Count how many lines in the rows below contain the string "rough". Give only the number.

(Stored items)
══════
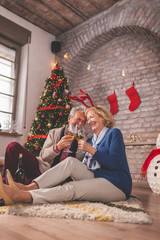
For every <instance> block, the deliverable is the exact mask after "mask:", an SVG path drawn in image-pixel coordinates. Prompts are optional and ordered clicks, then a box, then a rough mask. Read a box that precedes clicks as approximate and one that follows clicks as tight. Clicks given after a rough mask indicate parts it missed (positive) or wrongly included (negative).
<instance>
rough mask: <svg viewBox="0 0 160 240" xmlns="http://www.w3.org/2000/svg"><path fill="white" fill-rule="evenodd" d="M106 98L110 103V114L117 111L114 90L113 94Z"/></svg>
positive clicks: (114, 112)
mask: <svg viewBox="0 0 160 240" xmlns="http://www.w3.org/2000/svg"><path fill="white" fill-rule="evenodd" d="M107 99H108V101H109V103H110V112H111V113H112V115H114V114H115V113H116V112H117V111H118V104H117V97H116V93H115V91H114V93H113V94H111V95H109V96H108V97H107Z"/></svg>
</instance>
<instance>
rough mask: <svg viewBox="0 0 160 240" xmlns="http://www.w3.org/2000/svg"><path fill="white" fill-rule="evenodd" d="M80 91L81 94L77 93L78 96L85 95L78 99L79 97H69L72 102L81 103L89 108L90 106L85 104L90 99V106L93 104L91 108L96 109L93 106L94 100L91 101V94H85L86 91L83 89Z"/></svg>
mask: <svg viewBox="0 0 160 240" xmlns="http://www.w3.org/2000/svg"><path fill="white" fill-rule="evenodd" d="M79 91H80V92H79V93H77V94H78V95H83V96H80V97H77V96H69V98H70V99H72V100H75V101H78V102H81V103H82V104H83V105H84V106H85V107H87V108H89V107H90V106H88V105H87V104H86V103H85V102H84V101H85V100H86V99H88V100H89V102H90V104H91V106H92V107H94V104H93V102H92V99H91V97H90V96H89V94H88V93H86V92H84V91H82V90H81V89H79Z"/></svg>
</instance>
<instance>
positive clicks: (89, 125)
mask: <svg viewBox="0 0 160 240" xmlns="http://www.w3.org/2000/svg"><path fill="white" fill-rule="evenodd" d="M87 122H88V125H89V126H90V127H91V128H92V131H93V132H95V133H96V135H99V134H100V132H101V131H102V129H103V128H104V119H103V118H102V117H101V116H99V115H98V114H97V113H95V111H94V110H91V111H89V112H88V113H87Z"/></svg>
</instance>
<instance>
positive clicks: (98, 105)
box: [85, 105, 115, 128]
mask: <svg viewBox="0 0 160 240" xmlns="http://www.w3.org/2000/svg"><path fill="white" fill-rule="evenodd" d="M91 110H94V111H95V113H97V114H98V115H99V116H100V117H102V118H103V119H104V126H105V127H108V128H112V127H113V126H114V124H115V120H114V118H113V115H112V114H111V113H110V111H109V110H108V109H106V108H105V107H103V106H100V105H97V106H94V107H90V108H87V110H86V111H85V117H86V118H87V114H88V112H89V111H91Z"/></svg>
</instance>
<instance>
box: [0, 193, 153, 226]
mask: <svg viewBox="0 0 160 240" xmlns="http://www.w3.org/2000/svg"><path fill="white" fill-rule="evenodd" d="M0 214H5V215H19V216H29V217H46V218H72V219H81V220H97V221H109V222H121V223H122V222H123V223H136V224H151V223H152V219H151V217H150V216H149V214H148V213H147V212H145V210H144V209H143V207H142V204H141V202H140V201H139V200H138V199H137V198H136V197H131V198H130V199H129V200H127V201H120V202H109V203H99V202H87V201H75V202H62V203H54V204H39V205H33V204H15V205H12V206H4V207H0Z"/></svg>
══════
## RESPONSE AREA
3